**WHAT YOU SHOULD DO:**
In the records below, please retype word for word every line from the one containing "Query: gutter" through the final one, both included, and nothing else.

(Dataset entries)
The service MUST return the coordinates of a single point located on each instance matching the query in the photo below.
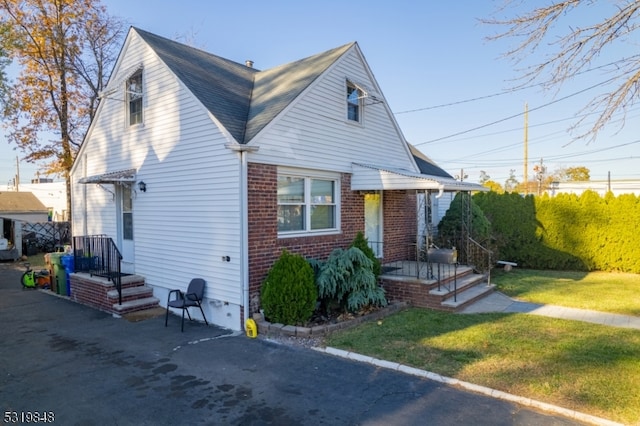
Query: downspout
(244, 224)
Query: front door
(373, 222)
(125, 227)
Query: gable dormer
(134, 95)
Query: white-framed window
(134, 102)
(354, 103)
(308, 203)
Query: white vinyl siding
(315, 133)
(189, 217)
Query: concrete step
(468, 296)
(462, 283)
(136, 305)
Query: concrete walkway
(499, 302)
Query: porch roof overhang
(368, 177)
(120, 176)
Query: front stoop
(449, 296)
(100, 293)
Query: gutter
(244, 224)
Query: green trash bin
(59, 273)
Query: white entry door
(125, 227)
(373, 222)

**SOLUTION BELOW:**
Query: gutter
(244, 224)
Query: green trash bin
(59, 273)
Query: white entry door
(125, 227)
(373, 222)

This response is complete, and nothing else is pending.